Malaysia has a dual-tiered system of healthcare services: one led by the government and funded by taxpayers, and the other provided by the private sector. Like many other countries, the growing burden of non-communicable diseases is one of the most prominent threats to the financial sustainability of the current healthcare system.
As such, digital health tools and investment in digital solutions could help address some of the challenges of maintaining and growing Malaysia’s healthcare services and ensuring quality, affordable and patient-centric healthcare.
Government and private initiatives
Launched in 2017 by the Ministry of Health, the Malaysian Health Data Warehouse (MyHDW) is a national healthcare information gathering and reporting system covering all government and private healthcare facilities and services. MyHDW includes a patient treatment information system (SMRP) and patient registry information system (PRIS).

• Extracted entries
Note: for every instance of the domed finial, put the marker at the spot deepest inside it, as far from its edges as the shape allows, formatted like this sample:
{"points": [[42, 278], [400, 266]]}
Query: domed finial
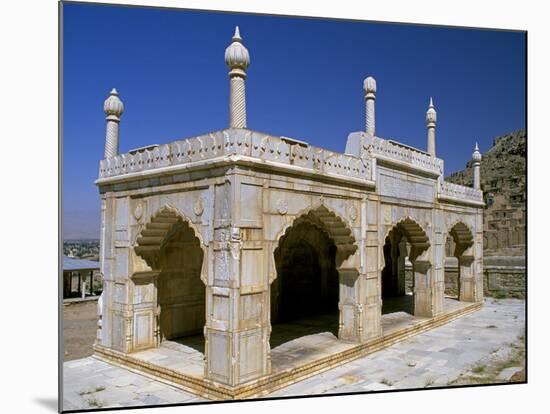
{"points": [[236, 55], [238, 59], [431, 114], [237, 35], [369, 85], [113, 106]]}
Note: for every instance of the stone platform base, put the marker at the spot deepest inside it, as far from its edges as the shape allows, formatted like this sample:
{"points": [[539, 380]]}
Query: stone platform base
{"points": [[283, 376]]}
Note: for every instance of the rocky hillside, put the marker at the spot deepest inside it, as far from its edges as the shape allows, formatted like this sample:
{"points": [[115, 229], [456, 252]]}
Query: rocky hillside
{"points": [[503, 181], [506, 159]]}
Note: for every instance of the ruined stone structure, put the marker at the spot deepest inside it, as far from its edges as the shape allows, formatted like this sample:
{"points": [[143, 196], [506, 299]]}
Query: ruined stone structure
{"points": [[228, 234]]}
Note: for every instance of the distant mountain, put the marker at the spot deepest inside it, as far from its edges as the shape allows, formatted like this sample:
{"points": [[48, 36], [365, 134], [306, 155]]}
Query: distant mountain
{"points": [[504, 185]]}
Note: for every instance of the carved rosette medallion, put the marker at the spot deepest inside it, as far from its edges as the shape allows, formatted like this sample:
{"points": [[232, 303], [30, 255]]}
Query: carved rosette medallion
{"points": [[282, 206], [138, 211], [199, 206], [352, 213]]}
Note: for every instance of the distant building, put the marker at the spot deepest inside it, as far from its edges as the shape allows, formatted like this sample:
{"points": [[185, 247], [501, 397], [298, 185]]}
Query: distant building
{"points": [[78, 277]]}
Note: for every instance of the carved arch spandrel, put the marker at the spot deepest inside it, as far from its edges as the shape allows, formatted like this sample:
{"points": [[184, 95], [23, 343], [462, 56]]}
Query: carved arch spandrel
{"points": [[331, 223], [157, 231], [415, 235]]}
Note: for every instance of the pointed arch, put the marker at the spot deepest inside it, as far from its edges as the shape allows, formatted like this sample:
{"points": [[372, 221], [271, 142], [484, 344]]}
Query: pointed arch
{"points": [[332, 225], [162, 226], [414, 233]]}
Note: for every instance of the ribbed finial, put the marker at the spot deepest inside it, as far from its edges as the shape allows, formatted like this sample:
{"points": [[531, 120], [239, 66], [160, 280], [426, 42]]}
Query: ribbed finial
{"points": [[113, 106], [369, 85], [431, 119], [431, 114], [238, 59], [237, 35]]}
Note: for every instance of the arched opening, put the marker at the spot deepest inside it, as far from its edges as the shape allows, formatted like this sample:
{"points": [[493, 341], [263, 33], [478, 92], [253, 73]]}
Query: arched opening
{"points": [[403, 245], [308, 260], [172, 249], [452, 281], [459, 263], [304, 297]]}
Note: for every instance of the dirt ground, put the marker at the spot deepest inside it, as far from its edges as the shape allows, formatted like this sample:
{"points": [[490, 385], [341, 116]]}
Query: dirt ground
{"points": [[79, 329]]}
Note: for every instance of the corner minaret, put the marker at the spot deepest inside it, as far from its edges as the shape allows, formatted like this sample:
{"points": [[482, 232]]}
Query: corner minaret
{"points": [[431, 120], [476, 159], [369, 86], [113, 108], [238, 59]]}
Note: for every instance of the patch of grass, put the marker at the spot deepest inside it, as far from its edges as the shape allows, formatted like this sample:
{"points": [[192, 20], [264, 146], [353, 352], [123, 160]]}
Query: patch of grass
{"points": [[88, 392], [386, 381], [429, 382], [488, 372], [93, 402], [478, 369]]}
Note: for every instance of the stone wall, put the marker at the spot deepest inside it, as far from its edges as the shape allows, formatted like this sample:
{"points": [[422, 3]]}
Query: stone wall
{"points": [[502, 276]]}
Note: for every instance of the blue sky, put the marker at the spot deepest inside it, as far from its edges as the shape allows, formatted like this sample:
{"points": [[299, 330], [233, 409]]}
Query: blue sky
{"points": [[304, 81]]}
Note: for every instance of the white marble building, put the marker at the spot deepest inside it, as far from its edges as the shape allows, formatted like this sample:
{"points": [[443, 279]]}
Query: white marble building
{"points": [[225, 234]]}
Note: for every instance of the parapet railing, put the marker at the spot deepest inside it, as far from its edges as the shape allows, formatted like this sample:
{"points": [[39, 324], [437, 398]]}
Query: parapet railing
{"points": [[272, 150], [390, 150], [458, 192]]}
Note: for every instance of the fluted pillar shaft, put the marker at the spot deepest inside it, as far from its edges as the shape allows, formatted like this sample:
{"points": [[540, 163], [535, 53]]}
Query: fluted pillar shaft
{"points": [[477, 175], [237, 100], [431, 120], [369, 86], [113, 108], [111, 136], [370, 116], [431, 139]]}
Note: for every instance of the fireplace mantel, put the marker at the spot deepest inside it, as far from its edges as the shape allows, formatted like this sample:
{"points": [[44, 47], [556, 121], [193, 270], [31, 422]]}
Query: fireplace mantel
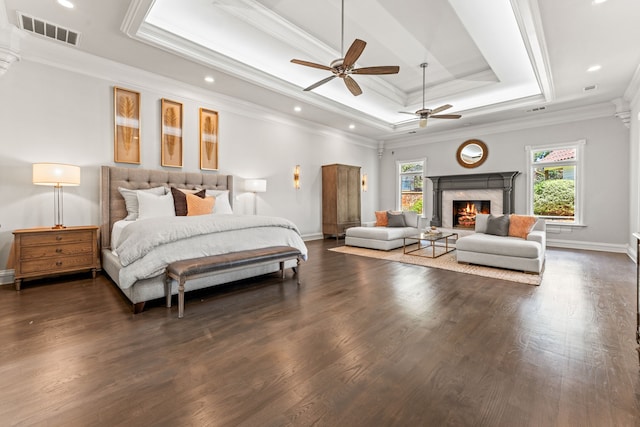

• Exercise instructions
Write the next part of the passage on digital health in Malaysia, starting after its last sentence.

• Exercise result
According to an article by The Galen Centre for Health and Social Policy, a possible outcome for this project is when a person’s medical records are shared among all public health institutions, the patient’s journey is simplified from primary to tertiary care, as any doctor treating the patient would have full access to his or her medical records. Former Malaysian health minister Datuk Seri Dr Dzulkefly Ahmad announced plans for Malaysia to implement EMR at 145 hospitals nationwide in 2018, though it is unclear how much progress has been made on that front.
Microsoft Malaysia and CREST (Collaborative Research in Engineering, Science & Technology) signed a Memorandum of Understanding (MoU) in August 2016 to create a first-of-its kind digital health hub. The hub will focus on five core virtual health scenarios – telehealth, smart access, remote patient monitoring, drug adherence, and corporate wellness.
DoctorOnCall, a digital healthcare platform by Health Digital Technologies Sdn. Bhd., is Malaysia’s largest digital health platform that connects patients with an extensive network of over 1,500 Specialists in private hospitals and more than 100 GP doctors throughout the country. In February this year, DoctorOnCall signed a MoU with Celcom, Malaysia’s oldest mobile telecommunication provider to explore innovations in the digital health space such as embedding DoctorOnCall plan(s) into Celcom digital offerings such as Business Suite for Retail.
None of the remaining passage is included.